**Source passage:**

Two noted slide rules for gauging were described by Tho. Everard, Philomath, in his Stereometry made easie, London, 1684. He designates his lines by the capital letters A, B, C, D, E. On the first instrument, A on the rule, and B and C on the slide, have each two radiuses of numbers, D has only one, while E has three. The second rule is described in an Appendix; it is one foot long, with two slides enabling the rule to be extended to 3 feet.

Everard’s instruments were made in London by Isaac Carver who, soon after, himself wrote a sixteen-page Description and Use of a New Sliding Rule, projected from the Tables in the Gauger’s Magazine, London, 1687, which was “printed for William Hunt” and bound in one volume with a book by Hunt, called The Gauger’s Magazine, London, 1687. This appears to be the same William Hunt who later brought out descriptions of his own of slide rules. The instrument described by Carver “consists of three pieces, two whereof are moveable to be drawn out till the whole be 36 inches long.” It has several non-logarithmic graduations, together with logarithmic lines marked A, B, C, D, of which A, B, C are “double lines,” and D a “single line” used for squares and square roots. It is designed for the determination of the vacuity of a “spheroidal cask lying,” a “spheroidal cask standing,” and a “parabolical cask lying.”

Another seventeenth century writer on the slide rule is John Atkinson, whom we have mentioned earlier. He says:38 “The Lines of Numbers, Sines and Tangents, are set double, that is, one on each side, as the middle piece slides: which middle piece is so contrived, to slip to and fro easily, to slide out, and to be put in any side uppermost, in order to bring those Lines together (or against one another) most proper for solving the Question, wrought by Sliding-Gunter.”

**Extracted material:**
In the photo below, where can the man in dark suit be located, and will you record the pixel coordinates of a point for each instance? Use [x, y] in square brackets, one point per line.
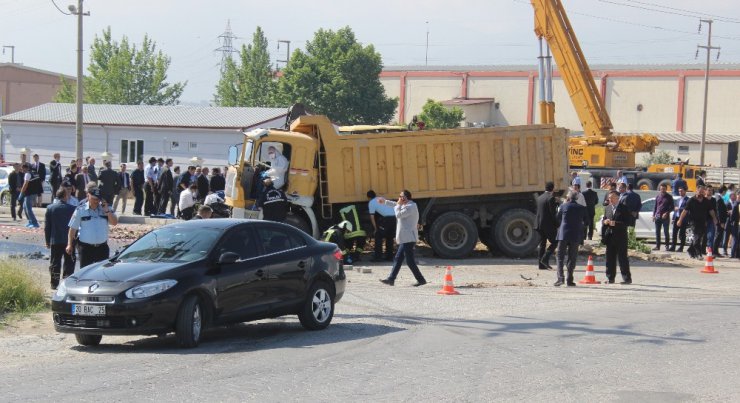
[592, 199]
[81, 181]
[614, 233]
[56, 232]
[203, 184]
[108, 183]
[166, 185]
[546, 226]
[570, 235]
[218, 182]
[56, 173]
[137, 180]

**Things to do:**
a) Answer these from the passage on early slide rules, one line each:
(i) How long is the second rule described in Everard's Appendix, and to what length can its slides extend it?
(ii) Who made Everard's instruments in London?
(iii) On the rule Carver describes, which logarithmic line is a "single line," and what is it used for?
b) Pick up the passage on early slide rules after its final sentence and continue it.
The entries come from a different source than the passage on early slide rules.

**Responses:**
a)
(i) It is one foot long and can be extended to 3 feet.
(ii) Isaac Carver.
(iii) Line D, which is used for squares and square roots.

b)
The data presented in this article show that, while the earliest slide rules were of the circular type, the later slide rules of the seventeenth century were of the rectilinear type.39

1

F. Cajori, History of the Logarithmic Slide Rule and Allied Instruments, New York, 1909, pp. 7-14, also Addenda i-vi.

2

F. Cajori, “On the Invention of the Slide Rule,” in Colorado College Publication, Engineering Series Vol. 1, 1910. An abstract of this is given in Nature (London), Vol. 82, 1909, p. 267.

3

F. Cajori, History etc., p. 14.

4

Art. “Slide Rule” in the Penny Cyclopaedia and in the English Cyclopaedia [Arts and Sciences].

5

Anthony Wood, Athenae oxonienses (Ed. P. Bliss), London, Vol. III, 1817, p. 423.

6

The full title of the book which Wingate published on this subject in Paris is as follows:

L’Vsage | de la | Reigle de | Proportion | en l’Arithmetique & | Geometrie. | Par Edmond Vvingate, | Gentil-homme Anglois. |

Εἂν ἧς φιλεμαθὴς, ἕση ἥση πολυμαθὴς.

In tenui, sed nõ tenuis vsusve, laborne. |

A Paris, | Chez Melchior Mondiere, | demeurant en l’Isle du Palais, | à la | ruë de Harlay aux deux Viperes. | M. DC. XXIV. | Auec Priuilege du Roy. |

Back of the title page is the announcement:

Notez que la Reigle de Proportion en toutes façons se vend à Paris chez Melchior Tauernier, Graueur & Imprimeur du Roy pour les Tailles douces, demeurant en l’Isle du Palais sur le Quay qui regarde la Megisserie à l’Espic d’or.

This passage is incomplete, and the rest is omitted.